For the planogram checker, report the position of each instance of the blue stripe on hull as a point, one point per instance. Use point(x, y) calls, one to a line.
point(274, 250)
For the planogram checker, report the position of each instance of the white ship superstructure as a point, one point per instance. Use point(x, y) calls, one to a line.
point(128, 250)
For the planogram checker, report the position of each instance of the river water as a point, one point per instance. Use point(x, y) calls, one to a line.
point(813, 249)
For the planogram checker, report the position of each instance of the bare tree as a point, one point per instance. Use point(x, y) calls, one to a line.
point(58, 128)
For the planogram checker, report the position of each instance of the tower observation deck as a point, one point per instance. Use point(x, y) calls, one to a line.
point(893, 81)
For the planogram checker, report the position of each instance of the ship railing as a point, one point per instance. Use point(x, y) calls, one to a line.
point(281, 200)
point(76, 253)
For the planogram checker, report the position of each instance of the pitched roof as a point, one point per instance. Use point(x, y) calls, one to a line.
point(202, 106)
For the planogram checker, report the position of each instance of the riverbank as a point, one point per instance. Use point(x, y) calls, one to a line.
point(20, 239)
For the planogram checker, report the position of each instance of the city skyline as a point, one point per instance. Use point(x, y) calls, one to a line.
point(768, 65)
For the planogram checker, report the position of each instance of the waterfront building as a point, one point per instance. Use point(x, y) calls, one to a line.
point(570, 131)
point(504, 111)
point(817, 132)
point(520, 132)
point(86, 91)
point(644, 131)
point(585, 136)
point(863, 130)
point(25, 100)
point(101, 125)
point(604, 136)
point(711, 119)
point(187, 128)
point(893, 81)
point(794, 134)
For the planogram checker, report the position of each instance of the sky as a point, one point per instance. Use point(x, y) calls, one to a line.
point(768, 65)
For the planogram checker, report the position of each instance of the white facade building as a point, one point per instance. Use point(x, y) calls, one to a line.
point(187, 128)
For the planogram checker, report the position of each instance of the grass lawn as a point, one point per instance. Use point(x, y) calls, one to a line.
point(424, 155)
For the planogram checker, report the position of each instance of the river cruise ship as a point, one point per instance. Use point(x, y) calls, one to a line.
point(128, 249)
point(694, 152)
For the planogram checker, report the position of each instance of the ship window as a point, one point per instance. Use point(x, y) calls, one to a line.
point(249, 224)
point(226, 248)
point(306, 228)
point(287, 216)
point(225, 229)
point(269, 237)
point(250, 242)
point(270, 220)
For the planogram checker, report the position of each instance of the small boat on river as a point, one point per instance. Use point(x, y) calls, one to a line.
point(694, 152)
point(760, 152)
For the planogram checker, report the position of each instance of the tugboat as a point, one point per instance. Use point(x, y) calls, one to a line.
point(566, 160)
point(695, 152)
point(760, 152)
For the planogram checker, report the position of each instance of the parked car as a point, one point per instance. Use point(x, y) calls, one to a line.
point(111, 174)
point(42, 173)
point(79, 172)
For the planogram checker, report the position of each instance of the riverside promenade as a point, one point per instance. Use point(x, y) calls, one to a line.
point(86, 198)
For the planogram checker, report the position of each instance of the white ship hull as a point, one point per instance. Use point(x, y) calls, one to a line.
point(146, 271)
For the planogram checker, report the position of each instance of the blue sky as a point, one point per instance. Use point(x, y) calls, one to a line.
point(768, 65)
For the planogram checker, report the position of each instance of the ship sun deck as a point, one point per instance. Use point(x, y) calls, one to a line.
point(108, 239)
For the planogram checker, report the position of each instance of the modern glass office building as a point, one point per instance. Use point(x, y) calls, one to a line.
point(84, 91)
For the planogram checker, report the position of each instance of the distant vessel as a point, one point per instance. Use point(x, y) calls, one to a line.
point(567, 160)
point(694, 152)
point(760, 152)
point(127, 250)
::::::::::
Problem |
Set down each line from the line containing "of the distant" through the final line of the data, exactly and with nothing added.

Expected answer |
For the planogram checker, report the position of each instance of the distant vessel as a point, one point per instance. Use point(x, y) calls, one to a line.
point(567, 160)
point(694, 152)
point(760, 152)
point(127, 250)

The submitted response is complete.